> **Dataset records**
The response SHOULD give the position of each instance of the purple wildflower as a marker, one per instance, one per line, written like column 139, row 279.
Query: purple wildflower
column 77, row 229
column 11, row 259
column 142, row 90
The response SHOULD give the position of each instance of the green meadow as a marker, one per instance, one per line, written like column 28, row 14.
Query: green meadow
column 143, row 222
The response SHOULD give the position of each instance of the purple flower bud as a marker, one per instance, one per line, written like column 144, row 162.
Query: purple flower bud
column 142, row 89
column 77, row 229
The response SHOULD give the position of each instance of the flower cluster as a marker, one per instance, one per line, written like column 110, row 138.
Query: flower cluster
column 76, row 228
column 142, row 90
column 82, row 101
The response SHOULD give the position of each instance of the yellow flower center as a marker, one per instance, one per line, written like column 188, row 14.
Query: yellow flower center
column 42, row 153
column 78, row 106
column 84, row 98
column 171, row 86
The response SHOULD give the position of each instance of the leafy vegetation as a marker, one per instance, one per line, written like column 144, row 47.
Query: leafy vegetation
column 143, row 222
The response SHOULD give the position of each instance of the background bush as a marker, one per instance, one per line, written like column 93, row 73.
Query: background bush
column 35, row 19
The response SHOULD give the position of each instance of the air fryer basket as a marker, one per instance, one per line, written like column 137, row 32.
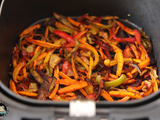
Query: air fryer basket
column 17, row 15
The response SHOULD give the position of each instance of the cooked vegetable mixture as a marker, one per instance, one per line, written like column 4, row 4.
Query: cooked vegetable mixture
column 97, row 58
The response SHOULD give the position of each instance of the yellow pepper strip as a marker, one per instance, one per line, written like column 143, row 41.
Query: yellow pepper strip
column 73, row 66
column 42, row 43
column 106, row 96
column 119, row 59
column 17, row 69
column 83, row 92
column 89, row 47
column 141, row 65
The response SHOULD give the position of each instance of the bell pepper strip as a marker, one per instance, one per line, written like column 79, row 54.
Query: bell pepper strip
column 53, row 93
column 148, row 92
column 17, row 69
column 80, row 34
column 116, row 82
column 119, row 59
column 13, row 86
column 63, row 75
column 90, row 68
column 81, row 62
column 73, row 50
column 42, row 43
column 67, row 81
column 78, row 85
column 73, row 65
column 143, row 56
column 41, row 56
column 34, row 57
column 129, row 39
column 134, row 49
column 65, row 66
column 24, row 69
column 64, row 35
column 47, row 58
column 30, row 29
column 37, row 77
column 126, row 29
column 106, row 96
column 124, row 99
column 64, row 20
column 141, row 65
column 137, row 35
column 154, row 77
column 83, row 92
column 109, row 17
column 127, row 53
column 122, row 94
column 27, row 93
column 89, row 47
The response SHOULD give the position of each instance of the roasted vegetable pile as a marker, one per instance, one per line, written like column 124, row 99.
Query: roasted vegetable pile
column 90, row 57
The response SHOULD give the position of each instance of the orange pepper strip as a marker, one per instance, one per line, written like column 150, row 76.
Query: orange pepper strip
column 126, row 29
column 46, row 32
column 42, row 43
column 130, row 81
column 35, row 61
column 90, row 68
column 53, row 93
column 125, row 93
column 119, row 59
column 143, row 56
column 106, row 96
column 78, row 85
column 67, row 81
column 113, row 76
column 134, row 49
column 30, row 29
column 24, row 72
column 13, row 86
column 80, row 34
column 73, row 66
column 126, row 98
column 141, row 65
column 17, row 69
column 154, row 84
column 41, row 56
column 148, row 92
column 83, row 92
column 26, row 93
column 87, row 46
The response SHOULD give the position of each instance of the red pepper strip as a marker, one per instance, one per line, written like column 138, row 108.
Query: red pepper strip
column 42, row 43
column 129, row 39
column 77, row 36
column 64, row 35
column 126, row 29
column 137, row 35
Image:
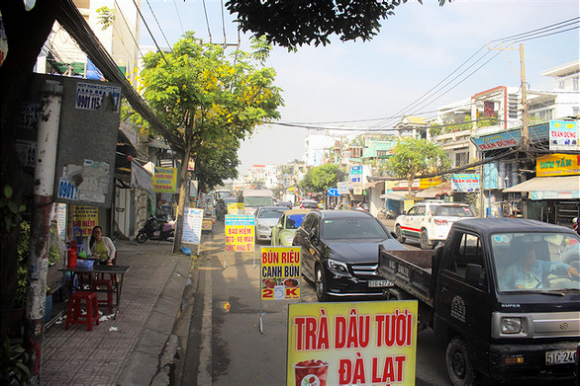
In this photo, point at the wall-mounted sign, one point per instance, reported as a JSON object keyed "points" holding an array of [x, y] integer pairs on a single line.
{"points": [[564, 135], [558, 165], [465, 182]]}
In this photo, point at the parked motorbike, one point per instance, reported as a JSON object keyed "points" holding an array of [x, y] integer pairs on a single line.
{"points": [[156, 229]]}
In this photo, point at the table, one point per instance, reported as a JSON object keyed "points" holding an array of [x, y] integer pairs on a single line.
{"points": [[119, 270]]}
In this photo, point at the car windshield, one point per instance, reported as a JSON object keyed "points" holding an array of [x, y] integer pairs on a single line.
{"points": [[256, 201], [271, 213], [352, 228], [536, 261], [456, 211], [293, 221]]}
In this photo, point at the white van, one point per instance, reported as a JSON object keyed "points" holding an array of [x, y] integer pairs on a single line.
{"points": [[255, 198]]}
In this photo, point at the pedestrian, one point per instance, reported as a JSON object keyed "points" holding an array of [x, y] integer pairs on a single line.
{"points": [[101, 247]]}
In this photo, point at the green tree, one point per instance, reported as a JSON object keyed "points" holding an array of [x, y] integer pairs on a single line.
{"points": [[313, 21], [415, 157], [205, 100], [320, 178]]}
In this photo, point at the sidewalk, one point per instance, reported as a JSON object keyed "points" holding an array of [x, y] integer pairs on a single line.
{"points": [[128, 350]]}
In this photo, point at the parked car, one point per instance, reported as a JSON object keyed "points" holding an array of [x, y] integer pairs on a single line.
{"points": [[221, 208], [287, 204], [429, 222], [266, 218], [309, 204], [285, 229], [340, 252]]}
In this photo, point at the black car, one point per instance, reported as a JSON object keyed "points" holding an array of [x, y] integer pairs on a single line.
{"points": [[340, 252]]}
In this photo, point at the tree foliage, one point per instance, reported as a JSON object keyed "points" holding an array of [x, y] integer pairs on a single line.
{"points": [[415, 157], [320, 178], [292, 23], [209, 104]]}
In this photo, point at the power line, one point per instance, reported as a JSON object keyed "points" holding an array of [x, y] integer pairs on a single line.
{"points": [[159, 25], [178, 17], [150, 33]]}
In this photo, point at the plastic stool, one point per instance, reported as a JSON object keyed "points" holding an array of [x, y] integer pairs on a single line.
{"points": [[108, 284], [75, 317]]}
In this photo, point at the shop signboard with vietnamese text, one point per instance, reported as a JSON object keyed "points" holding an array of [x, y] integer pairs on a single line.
{"points": [[165, 180], [365, 343], [240, 235], [465, 182], [564, 135], [280, 273], [192, 223], [558, 165]]}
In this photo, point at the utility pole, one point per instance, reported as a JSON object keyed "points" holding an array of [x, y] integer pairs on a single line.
{"points": [[525, 105], [525, 133]]}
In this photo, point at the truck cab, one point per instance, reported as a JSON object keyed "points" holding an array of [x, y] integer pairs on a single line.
{"points": [[506, 298]]}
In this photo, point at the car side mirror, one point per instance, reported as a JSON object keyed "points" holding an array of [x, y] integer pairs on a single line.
{"points": [[313, 233]]}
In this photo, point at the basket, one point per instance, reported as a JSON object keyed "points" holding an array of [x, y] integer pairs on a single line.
{"points": [[85, 264]]}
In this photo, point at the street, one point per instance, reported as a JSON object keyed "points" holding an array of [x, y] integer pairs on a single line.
{"points": [[225, 345]]}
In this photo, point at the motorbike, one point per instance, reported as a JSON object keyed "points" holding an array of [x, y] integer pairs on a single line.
{"points": [[156, 229]]}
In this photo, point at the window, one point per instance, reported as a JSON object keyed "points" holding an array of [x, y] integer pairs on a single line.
{"points": [[467, 254]]}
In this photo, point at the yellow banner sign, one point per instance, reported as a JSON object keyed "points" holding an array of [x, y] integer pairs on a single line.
{"points": [[165, 180], [366, 343], [558, 165], [280, 273]]}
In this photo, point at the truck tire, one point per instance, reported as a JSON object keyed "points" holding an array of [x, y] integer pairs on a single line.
{"points": [[424, 239], [321, 286], [399, 234], [459, 366]]}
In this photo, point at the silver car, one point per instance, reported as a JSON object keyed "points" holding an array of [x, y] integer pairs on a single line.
{"points": [[266, 218]]}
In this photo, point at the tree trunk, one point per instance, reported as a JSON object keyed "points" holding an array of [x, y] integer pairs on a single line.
{"points": [[183, 181]]}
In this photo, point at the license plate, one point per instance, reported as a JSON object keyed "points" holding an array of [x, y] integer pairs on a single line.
{"points": [[559, 357], [380, 283]]}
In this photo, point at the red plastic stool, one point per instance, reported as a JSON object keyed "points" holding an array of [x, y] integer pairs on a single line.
{"points": [[75, 317], [108, 284]]}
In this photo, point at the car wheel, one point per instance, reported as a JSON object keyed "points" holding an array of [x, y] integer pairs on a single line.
{"points": [[142, 237], [424, 240], [459, 366], [399, 234], [320, 285]]}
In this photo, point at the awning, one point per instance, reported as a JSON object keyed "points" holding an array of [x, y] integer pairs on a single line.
{"points": [[397, 196], [549, 188], [439, 190]]}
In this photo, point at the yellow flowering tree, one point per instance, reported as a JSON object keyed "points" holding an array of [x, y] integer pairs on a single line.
{"points": [[209, 103]]}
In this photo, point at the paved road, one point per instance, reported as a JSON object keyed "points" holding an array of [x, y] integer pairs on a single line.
{"points": [[225, 346]]}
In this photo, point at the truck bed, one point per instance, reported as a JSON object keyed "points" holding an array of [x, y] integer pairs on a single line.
{"points": [[409, 270]]}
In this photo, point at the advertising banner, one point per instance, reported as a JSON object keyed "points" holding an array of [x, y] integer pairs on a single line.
{"points": [[564, 135], [85, 217], [558, 165], [366, 343], [165, 180], [280, 273], [465, 182], [192, 220], [240, 234], [236, 208]]}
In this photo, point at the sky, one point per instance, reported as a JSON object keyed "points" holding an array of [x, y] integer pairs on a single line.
{"points": [[424, 57]]}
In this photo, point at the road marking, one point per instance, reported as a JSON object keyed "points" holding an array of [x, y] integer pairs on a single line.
{"points": [[205, 362]]}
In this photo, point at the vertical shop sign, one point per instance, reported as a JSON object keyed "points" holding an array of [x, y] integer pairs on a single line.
{"points": [[239, 233], [192, 221], [280, 273], [165, 180]]}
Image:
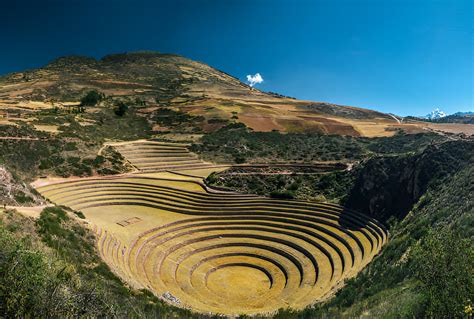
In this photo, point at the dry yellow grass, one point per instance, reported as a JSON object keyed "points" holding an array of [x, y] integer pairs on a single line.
{"points": [[219, 252]]}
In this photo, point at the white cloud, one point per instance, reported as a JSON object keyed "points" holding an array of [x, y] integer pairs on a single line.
{"points": [[254, 79]]}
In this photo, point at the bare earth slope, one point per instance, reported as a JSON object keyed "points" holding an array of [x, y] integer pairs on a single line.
{"points": [[169, 81]]}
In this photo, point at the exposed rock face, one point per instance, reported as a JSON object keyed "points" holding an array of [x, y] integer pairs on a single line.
{"points": [[389, 186], [14, 193]]}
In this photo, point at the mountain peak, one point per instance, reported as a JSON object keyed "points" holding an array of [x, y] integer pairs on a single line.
{"points": [[436, 114]]}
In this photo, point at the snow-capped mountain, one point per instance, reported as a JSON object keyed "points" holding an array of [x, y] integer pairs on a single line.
{"points": [[436, 114]]}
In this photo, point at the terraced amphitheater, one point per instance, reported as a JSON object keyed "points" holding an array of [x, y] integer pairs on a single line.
{"points": [[150, 156], [216, 251]]}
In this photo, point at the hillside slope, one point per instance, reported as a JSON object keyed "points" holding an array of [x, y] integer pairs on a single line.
{"points": [[151, 81]]}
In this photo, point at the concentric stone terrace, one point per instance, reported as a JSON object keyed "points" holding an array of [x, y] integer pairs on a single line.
{"points": [[217, 251]]}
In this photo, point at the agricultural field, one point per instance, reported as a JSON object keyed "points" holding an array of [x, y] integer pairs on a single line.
{"points": [[214, 251]]}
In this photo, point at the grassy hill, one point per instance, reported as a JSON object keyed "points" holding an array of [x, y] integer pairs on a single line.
{"points": [[152, 83]]}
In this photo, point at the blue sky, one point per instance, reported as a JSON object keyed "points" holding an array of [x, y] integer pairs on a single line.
{"points": [[399, 56]]}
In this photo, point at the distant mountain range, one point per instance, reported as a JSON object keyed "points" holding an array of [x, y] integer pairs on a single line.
{"points": [[436, 114], [439, 116]]}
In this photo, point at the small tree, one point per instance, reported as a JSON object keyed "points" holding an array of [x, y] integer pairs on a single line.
{"points": [[120, 108], [91, 98], [443, 264]]}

> **Your goal**
In the entries above, find the line holding "Query: roasted vegetable pile" and the line holding "138, row 108.", then retype exactly those two lines and every line between them, and nothing else.

> **Result of this task**
Query: roasted vegetable pile
column 90, row 57
The response SHOULD give the position of each instance of the orange pepper strip as a marker, one per instance, one per line, written like column 150, row 76.
Query: orange pepper strip
column 126, row 29
column 46, row 32
column 42, row 43
column 130, row 81
column 35, row 61
column 90, row 68
column 53, row 93
column 125, row 93
column 119, row 59
column 143, row 56
column 106, row 96
column 78, row 85
column 67, row 81
column 113, row 76
column 134, row 49
column 30, row 29
column 24, row 72
column 13, row 86
column 80, row 34
column 73, row 66
column 126, row 98
column 141, row 65
column 17, row 69
column 154, row 84
column 41, row 56
column 148, row 92
column 83, row 92
column 26, row 93
column 87, row 46
The response SHOULD give the position of each instance of the red pepper strip as a marker, one per instance, one per line, written like column 138, row 108.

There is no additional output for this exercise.